--- start Entries shown ---

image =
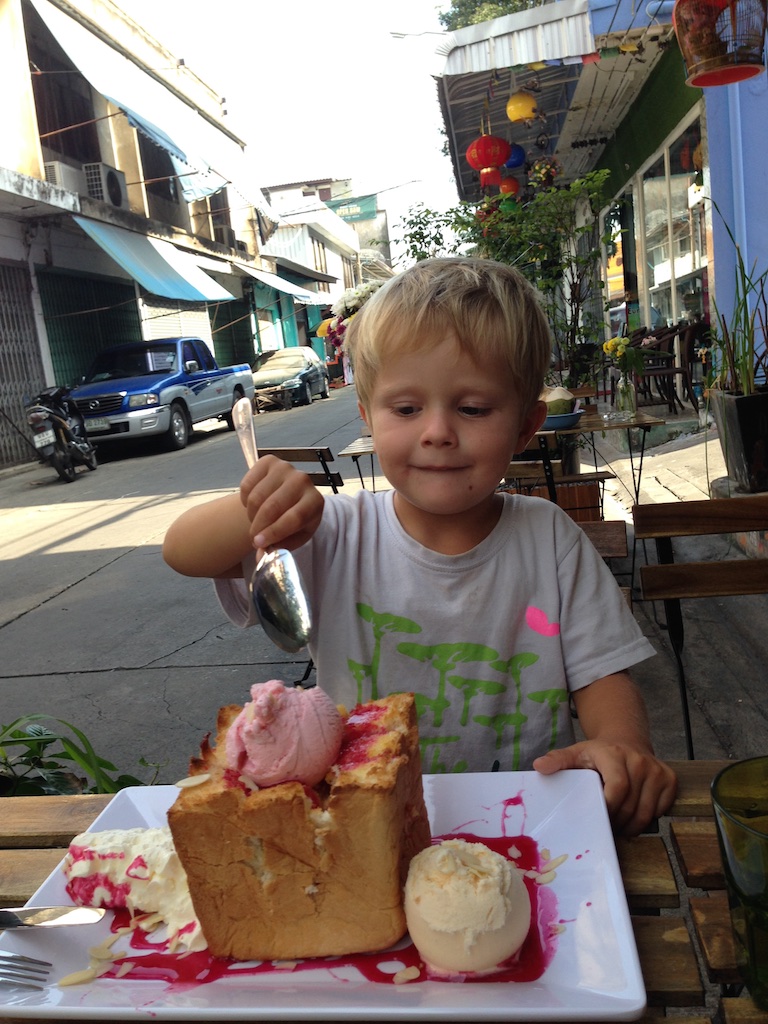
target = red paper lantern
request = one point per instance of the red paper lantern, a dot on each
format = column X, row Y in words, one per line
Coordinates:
column 491, row 176
column 722, row 41
column 510, row 186
column 487, row 152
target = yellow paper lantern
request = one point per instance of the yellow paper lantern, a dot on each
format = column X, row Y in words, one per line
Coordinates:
column 521, row 107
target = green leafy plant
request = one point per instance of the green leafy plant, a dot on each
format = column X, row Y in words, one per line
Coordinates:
column 37, row 761
column 739, row 344
column 553, row 238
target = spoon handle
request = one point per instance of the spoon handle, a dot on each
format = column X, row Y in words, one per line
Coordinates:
column 243, row 416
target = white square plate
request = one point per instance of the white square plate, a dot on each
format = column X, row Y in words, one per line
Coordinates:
column 594, row 974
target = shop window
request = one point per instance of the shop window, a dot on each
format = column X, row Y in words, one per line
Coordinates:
column 658, row 255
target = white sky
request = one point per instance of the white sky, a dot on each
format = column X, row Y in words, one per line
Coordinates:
column 327, row 82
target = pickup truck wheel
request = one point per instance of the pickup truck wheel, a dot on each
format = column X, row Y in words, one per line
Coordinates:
column 228, row 418
column 178, row 429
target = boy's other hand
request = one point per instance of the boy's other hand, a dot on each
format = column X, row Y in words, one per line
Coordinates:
column 283, row 505
column 638, row 786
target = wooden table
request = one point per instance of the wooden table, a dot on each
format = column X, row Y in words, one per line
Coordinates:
column 592, row 422
column 35, row 832
column 354, row 451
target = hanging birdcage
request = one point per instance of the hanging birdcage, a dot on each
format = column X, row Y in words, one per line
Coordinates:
column 722, row 41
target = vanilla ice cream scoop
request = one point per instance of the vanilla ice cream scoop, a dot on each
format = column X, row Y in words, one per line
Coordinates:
column 136, row 868
column 467, row 907
column 285, row 734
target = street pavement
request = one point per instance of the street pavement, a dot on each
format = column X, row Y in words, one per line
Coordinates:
column 96, row 630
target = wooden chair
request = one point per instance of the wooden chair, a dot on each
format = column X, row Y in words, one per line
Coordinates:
column 662, row 368
column 672, row 582
column 324, row 477
column 540, row 470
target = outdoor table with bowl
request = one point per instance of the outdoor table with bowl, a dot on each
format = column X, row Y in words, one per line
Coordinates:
column 673, row 880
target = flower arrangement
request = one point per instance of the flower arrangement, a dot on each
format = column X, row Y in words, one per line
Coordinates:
column 625, row 356
column 349, row 303
column 544, row 171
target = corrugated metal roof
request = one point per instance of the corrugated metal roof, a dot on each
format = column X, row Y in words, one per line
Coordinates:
column 549, row 33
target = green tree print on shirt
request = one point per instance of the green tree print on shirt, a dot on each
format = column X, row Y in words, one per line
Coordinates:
column 383, row 623
column 443, row 657
column 470, row 688
column 513, row 668
column 553, row 698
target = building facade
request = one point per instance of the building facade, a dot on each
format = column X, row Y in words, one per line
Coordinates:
column 128, row 208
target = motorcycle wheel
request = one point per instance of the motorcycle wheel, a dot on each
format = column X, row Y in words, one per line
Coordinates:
column 64, row 466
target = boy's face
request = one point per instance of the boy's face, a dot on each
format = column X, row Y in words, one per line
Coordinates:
column 444, row 428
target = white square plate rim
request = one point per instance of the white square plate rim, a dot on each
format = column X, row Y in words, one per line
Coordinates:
column 564, row 812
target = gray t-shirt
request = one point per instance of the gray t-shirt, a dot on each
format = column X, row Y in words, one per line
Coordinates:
column 492, row 641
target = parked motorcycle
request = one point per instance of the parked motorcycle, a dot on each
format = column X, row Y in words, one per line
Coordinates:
column 58, row 432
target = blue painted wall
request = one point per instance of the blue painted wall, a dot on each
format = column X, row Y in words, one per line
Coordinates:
column 737, row 132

--- end Entries shown ---

> _Task description_: Reproduce every line of the material above without any changes, leaving out the pictures.

> _Output of the task_:
image =
target = red paper lantern
request = one point per instance of the red paper lantern, a dot on each
format = column X, row Y in words, one per line
Coordinates:
column 491, row 176
column 722, row 41
column 510, row 186
column 487, row 152
target = yellow paper lantern
request = one point per instance of the yellow paper lantern, a dot on each
format = column X, row Y in words, one per line
Coordinates:
column 521, row 107
target = green leafy plant
request = one point per instance of the green leafy plant, a dot on each
format = column X, row Y in words, one per line
Coordinates:
column 37, row 761
column 739, row 344
column 553, row 238
target = spoon handle
request = one point per instance of the spoon handle, a dot on each
format = column X, row Y in words, one per line
Coordinates:
column 243, row 416
target = white square plate
request = one point per instance of the white square plate, a dot on each
format = column X, row Y in words, one per line
Coordinates:
column 594, row 974
target = shop window
request = one point per instance of the shop window, a dot on each
format = column X, row Y in words, one per line
Coordinates:
column 658, row 255
target = white sky
request = one point per instance of the white sky, a dot on each
format = column X, row Y in words, one per line
Coordinates:
column 327, row 82
target = pickup truck wheel
request = one point per instance of the pickup truck wheel, a dot on each
format = column X, row Y in words, one per line
Coordinates:
column 228, row 418
column 178, row 429
target = boy's other hand
request = one point per instance of the boy's other hand, a dot on each
format = column X, row Y in words, one per line
Coordinates:
column 283, row 505
column 638, row 786
target = wooden table
request = one point per instance of the wooden table, a dot on each
format = column X, row Y in words, one per line
Coordinates:
column 592, row 422
column 35, row 832
column 354, row 451
target = hanging birdcage
request = one point per instance of the hanging birdcage, a dot on each
format = column X, row Y in words, one per line
Coordinates:
column 722, row 41
target = vanilla ice cream scoop
request = one point per instance of the vanilla ice cream scoop, a dot on each
format = column X, row Y in words, one per line
Coordinates:
column 136, row 868
column 467, row 907
column 285, row 734
target = street pavement
request = one point per instance of the street pavement, a dot on each
format = column X, row Y in words, one per line
Coordinates:
column 96, row 630
target = wooden chair
request = one point per instance of the wooden chair, a dot on each
format = column X, row Y in words, one per line
Coordinates:
column 662, row 368
column 672, row 582
column 324, row 477
column 540, row 470
target = outdoor table with bowl
request = one point per instance of the outdoor table with bowl, a dot on each
format = column X, row Y in words, one per line
Coordinates:
column 673, row 880
target = flower arrangement
request = one point per instance of the flower arrangement, a dot on each
format = column X, row Y in words, one per line
Coordinates:
column 625, row 356
column 349, row 303
column 544, row 171
target = corrugated metal roof
request = one point per instance of the corrugated metal roof, a dot on each
format = column X, row Y in words, one per line
Coordinates:
column 549, row 33
target = green tree print on shirt
request = one point per instance of the green tree print on shirt, a dot on each
format = column X, row Y in words, one per line
Coordinates:
column 383, row 623
column 443, row 657
column 470, row 688
column 513, row 668
column 553, row 698
target = building facade
request = one point per instance of the building facade, a dot on each
format = column X, row Y in words, one per line
Coordinates:
column 128, row 208
target = motorcycle wheel
request = one point per instance of the motorcycle wheel, a dot on each
format = column X, row Y in words, one per line
Coordinates:
column 64, row 466
target = boy's face
request = one point per instance of the boy's face, a dot on each
format = column X, row Y in words, one per line
Coordinates:
column 444, row 428
target = white square plate rim
request = one point per instance of the white square plate rim, a dot on each
format = column X, row Y in words, one per line
Coordinates:
column 564, row 812
target = gray t-shirt
request = one point per instance of the gray t-shirt, a dot on each
format = column X, row Y in words, one per line
Coordinates:
column 492, row 641
target = parked motorcycle
request = one point per instance of the parked motorcycle, a dot on each
format = column X, row Y in words, one per line
Coordinates:
column 58, row 432
target = blue painted wall
request = one point per instance of the blue painted wall, a dot on each
format = column X, row Y in words, one per line
Coordinates:
column 737, row 132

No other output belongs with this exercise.